ENTRIES SHOWN START

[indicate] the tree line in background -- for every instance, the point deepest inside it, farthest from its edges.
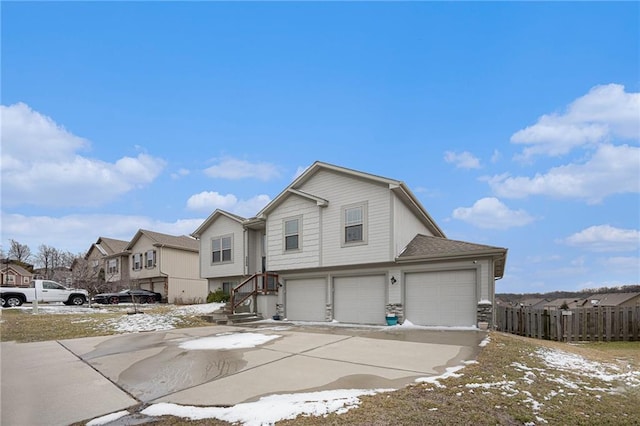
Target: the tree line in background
(58, 265)
(553, 295)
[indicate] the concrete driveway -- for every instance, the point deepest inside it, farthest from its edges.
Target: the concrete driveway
(62, 382)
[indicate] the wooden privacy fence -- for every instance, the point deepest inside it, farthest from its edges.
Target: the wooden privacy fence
(590, 324)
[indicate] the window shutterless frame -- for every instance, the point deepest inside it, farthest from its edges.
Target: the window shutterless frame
(354, 224)
(292, 230)
(222, 249)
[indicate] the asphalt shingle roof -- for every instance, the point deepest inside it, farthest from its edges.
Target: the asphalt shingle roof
(426, 246)
(181, 242)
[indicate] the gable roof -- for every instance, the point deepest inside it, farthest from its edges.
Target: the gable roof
(426, 247)
(17, 269)
(212, 218)
(397, 187)
(182, 242)
(108, 246)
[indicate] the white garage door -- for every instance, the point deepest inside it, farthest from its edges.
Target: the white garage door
(305, 299)
(446, 298)
(360, 300)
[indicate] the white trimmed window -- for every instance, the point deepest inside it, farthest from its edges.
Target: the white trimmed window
(150, 259)
(292, 234)
(112, 266)
(137, 261)
(354, 221)
(221, 249)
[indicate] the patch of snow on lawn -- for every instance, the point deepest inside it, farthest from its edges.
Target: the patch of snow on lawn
(228, 341)
(202, 309)
(450, 372)
(157, 322)
(601, 371)
(270, 409)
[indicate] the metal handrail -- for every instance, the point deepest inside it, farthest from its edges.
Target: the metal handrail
(239, 296)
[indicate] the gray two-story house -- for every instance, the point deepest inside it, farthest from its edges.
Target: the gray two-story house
(343, 245)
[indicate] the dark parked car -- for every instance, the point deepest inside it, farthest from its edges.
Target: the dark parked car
(128, 296)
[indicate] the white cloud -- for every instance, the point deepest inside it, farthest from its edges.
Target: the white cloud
(208, 201)
(492, 213)
(604, 113)
(180, 173)
(605, 238)
(623, 263)
(611, 170)
(76, 233)
(41, 166)
(211, 200)
(463, 160)
(231, 168)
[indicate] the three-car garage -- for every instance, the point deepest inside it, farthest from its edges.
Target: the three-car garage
(433, 298)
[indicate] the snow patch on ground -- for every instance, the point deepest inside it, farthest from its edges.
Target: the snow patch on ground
(270, 409)
(108, 418)
(226, 341)
(601, 371)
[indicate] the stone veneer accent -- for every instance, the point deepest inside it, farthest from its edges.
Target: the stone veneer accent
(397, 309)
(485, 313)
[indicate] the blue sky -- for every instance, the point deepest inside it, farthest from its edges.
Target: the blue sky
(515, 124)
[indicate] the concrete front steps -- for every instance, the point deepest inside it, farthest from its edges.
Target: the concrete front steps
(224, 317)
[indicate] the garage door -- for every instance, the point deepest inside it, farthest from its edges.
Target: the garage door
(305, 299)
(446, 298)
(360, 300)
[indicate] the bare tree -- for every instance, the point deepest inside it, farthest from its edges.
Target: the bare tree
(45, 258)
(19, 252)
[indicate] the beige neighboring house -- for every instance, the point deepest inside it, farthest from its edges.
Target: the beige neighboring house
(556, 304)
(168, 265)
(12, 275)
(343, 245)
(613, 299)
(110, 256)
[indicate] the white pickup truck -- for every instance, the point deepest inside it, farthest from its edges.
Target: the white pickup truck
(42, 291)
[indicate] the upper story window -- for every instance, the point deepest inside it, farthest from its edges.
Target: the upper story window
(221, 248)
(150, 259)
(354, 220)
(112, 266)
(52, 285)
(292, 234)
(137, 262)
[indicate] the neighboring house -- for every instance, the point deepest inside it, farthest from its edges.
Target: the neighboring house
(352, 247)
(108, 259)
(571, 303)
(535, 303)
(613, 299)
(12, 275)
(168, 265)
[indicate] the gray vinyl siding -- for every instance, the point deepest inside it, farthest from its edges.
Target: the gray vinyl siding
(223, 226)
(308, 255)
(342, 190)
(406, 226)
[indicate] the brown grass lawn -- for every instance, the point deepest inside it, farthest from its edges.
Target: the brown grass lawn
(515, 381)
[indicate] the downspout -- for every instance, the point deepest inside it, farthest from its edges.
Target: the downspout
(166, 281)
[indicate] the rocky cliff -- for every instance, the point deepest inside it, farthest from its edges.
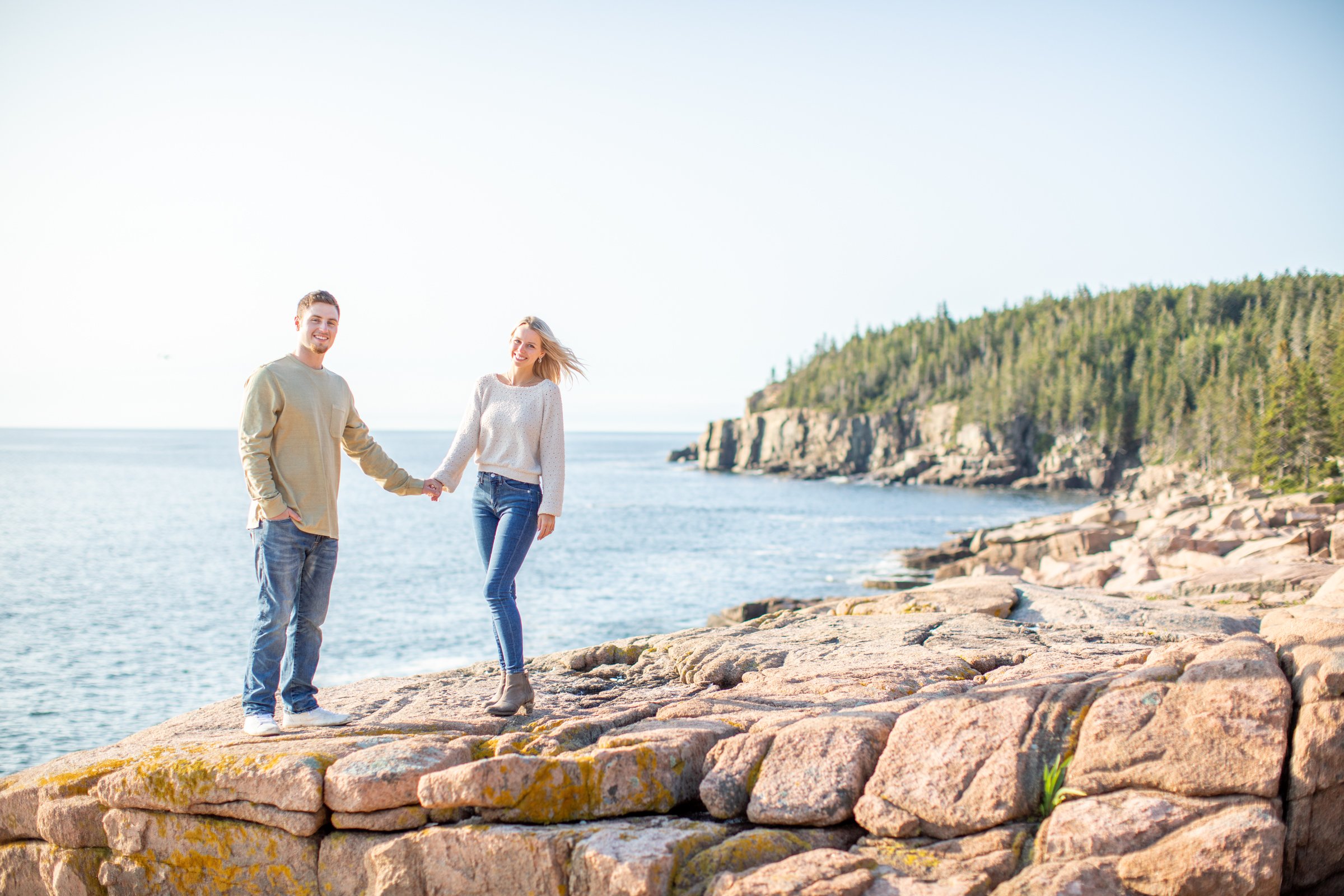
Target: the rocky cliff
(918, 445)
(1180, 731)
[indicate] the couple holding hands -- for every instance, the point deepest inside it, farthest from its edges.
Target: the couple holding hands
(299, 416)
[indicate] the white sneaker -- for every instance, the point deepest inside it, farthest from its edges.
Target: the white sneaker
(315, 718)
(261, 726)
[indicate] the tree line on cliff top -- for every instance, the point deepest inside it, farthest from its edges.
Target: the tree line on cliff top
(1244, 376)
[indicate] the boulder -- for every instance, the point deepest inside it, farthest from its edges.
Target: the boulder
(1311, 649)
(1315, 848)
(975, 760)
(1234, 852)
(642, 863)
(816, 769)
(284, 776)
(1124, 821)
(756, 609)
(1082, 878)
(731, 770)
(386, 776)
(21, 867)
(172, 855)
(819, 872)
(1038, 605)
(1202, 718)
(992, 595)
(1331, 591)
(400, 819)
(340, 861)
(73, 872)
(74, 823)
(648, 777)
(976, 861)
(744, 852)
(608, 859)
(1257, 577)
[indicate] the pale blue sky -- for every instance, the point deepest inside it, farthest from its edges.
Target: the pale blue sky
(690, 193)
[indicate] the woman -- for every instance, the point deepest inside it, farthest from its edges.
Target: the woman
(515, 429)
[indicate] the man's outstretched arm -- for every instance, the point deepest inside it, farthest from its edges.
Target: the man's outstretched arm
(360, 444)
(263, 403)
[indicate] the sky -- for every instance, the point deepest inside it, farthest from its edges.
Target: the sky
(689, 193)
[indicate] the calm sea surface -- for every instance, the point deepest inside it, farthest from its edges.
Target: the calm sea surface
(127, 586)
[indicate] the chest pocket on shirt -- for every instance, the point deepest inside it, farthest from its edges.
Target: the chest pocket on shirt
(338, 426)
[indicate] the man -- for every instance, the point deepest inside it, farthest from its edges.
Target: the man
(296, 418)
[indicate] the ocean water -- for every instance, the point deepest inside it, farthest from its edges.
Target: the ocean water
(127, 582)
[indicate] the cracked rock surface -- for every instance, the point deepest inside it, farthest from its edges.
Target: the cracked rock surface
(894, 745)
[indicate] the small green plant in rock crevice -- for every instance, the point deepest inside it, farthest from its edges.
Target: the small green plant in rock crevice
(1052, 790)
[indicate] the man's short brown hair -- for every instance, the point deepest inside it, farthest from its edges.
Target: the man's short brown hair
(318, 297)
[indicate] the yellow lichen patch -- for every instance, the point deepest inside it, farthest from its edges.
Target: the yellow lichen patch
(207, 879)
(77, 783)
(746, 851)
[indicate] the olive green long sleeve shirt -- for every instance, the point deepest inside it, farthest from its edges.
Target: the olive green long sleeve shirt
(295, 423)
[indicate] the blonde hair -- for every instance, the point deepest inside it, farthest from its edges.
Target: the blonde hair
(558, 362)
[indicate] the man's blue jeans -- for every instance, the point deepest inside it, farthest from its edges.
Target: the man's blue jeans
(505, 512)
(295, 570)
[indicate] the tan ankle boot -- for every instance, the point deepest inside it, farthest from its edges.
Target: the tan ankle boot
(518, 692)
(499, 692)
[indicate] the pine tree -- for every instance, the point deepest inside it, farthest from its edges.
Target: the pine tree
(1276, 446)
(1311, 425)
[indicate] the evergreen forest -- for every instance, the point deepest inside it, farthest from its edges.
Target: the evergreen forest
(1244, 376)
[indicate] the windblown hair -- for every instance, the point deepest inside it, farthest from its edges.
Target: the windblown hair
(559, 362)
(318, 297)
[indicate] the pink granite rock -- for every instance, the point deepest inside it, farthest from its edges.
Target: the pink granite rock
(648, 777)
(819, 872)
(74, 823)
(731, 770)
(975, 760)
(386, 776)
(400, 819)
(1201, 718)
(74, 872)
(171, 855)
(816, 769)
(21, 867)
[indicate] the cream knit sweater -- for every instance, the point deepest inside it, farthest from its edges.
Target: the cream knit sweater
(516, 432)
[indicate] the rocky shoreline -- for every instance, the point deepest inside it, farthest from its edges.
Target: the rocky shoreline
(922, 445)
(1144, 696)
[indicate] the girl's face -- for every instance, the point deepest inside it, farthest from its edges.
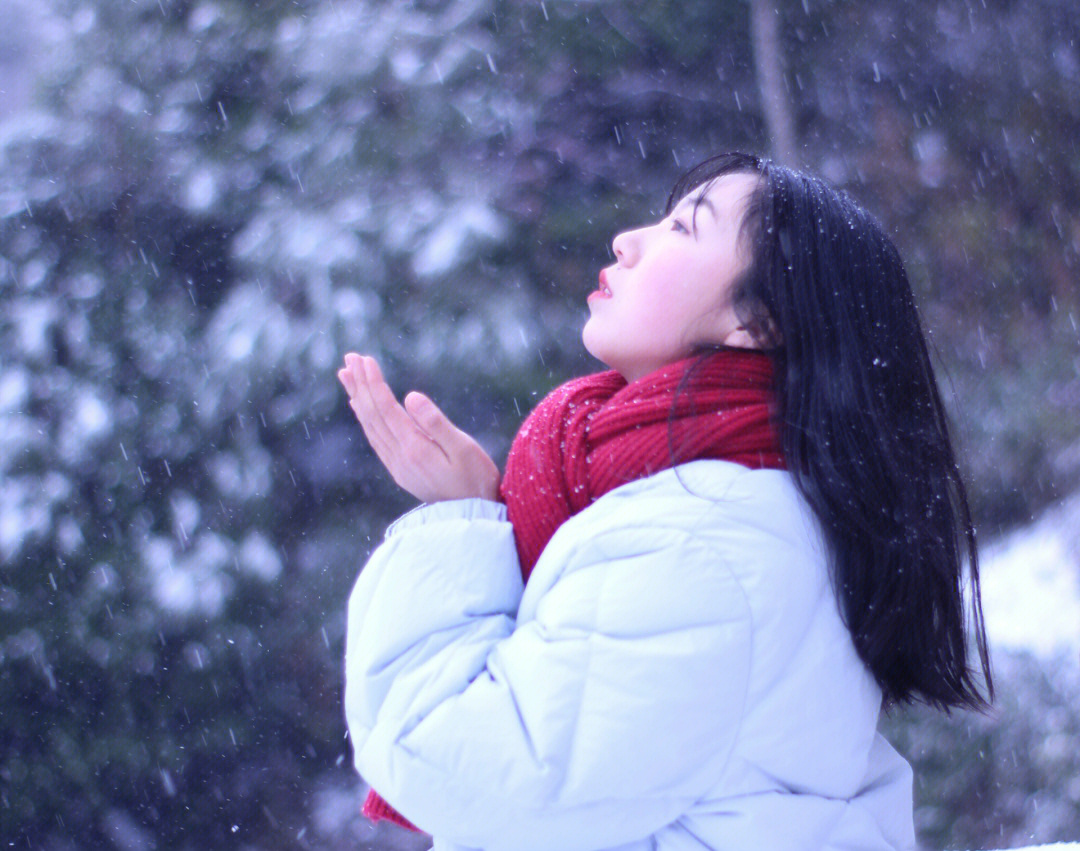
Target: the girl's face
(670, 288)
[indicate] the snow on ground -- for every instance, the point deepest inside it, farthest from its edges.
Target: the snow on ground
(1030, 584)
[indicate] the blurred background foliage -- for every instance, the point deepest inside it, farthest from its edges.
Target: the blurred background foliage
(205, 203)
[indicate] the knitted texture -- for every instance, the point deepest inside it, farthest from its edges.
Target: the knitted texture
(597, 432)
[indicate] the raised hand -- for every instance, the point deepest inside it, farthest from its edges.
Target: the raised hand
(423, 451)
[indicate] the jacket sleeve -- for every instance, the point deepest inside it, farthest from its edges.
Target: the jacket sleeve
(591, 725)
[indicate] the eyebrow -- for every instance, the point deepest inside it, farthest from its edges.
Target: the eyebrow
(699, 200)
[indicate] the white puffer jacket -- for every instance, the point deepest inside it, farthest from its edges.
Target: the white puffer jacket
(675, 676)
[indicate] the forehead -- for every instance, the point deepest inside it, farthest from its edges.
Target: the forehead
(724, 197)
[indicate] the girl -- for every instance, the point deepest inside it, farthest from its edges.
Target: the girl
(675, 619)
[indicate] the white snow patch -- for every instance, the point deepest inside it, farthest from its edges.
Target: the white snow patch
(447, 242)
(200, 191)
(92, 417)
(14, 389)
(1030, 583)
(259, 557)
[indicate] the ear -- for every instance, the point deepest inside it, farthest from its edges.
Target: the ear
(741, 338)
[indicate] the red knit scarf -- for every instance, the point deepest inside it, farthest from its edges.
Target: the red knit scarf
(597, 432)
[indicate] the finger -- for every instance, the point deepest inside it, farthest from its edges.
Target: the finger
(430, 417)
(395, 418)
(368, 415)
(346, 378)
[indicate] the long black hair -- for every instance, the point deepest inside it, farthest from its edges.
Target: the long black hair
(863, 428)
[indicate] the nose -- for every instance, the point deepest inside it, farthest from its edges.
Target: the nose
(626, 246)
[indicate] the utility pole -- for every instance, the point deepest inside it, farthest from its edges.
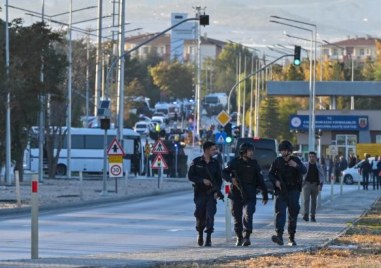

ENTRIES SHOWN END

TASK DIRECTIONS:
With the pictures left out, restate word for word every line of the data above, from the first down to the line that contains "[indicate] the asphalt".

EXERCISE ANSWER:
[indicate] the tree line in background -- for every instance, the point deepest inside it, farthest from its edges.
Target: the tree line in background
(58, 265)
(553, 295)
[indicate] the concrete driveway -- for every instance, the point deepest inside it, farthest from its edges.
Target: the concrete driveway
(62, 382)
[indicate] the wooden privacy fence -- for every instance, the point deepest inside it, farthest from its edges.
Target: the wooden privacy fence
(590, 324)
[indicate] the window shutterless frame -- for every instance, the point deepest inside it, farthest from its edges.
Target: the window shutterless frame
(354, 224)
(292, 230)
(222, 249)
[indicate] the asphalt shingle roof -- for every instance, the point deepest inside it, farthest from its edges.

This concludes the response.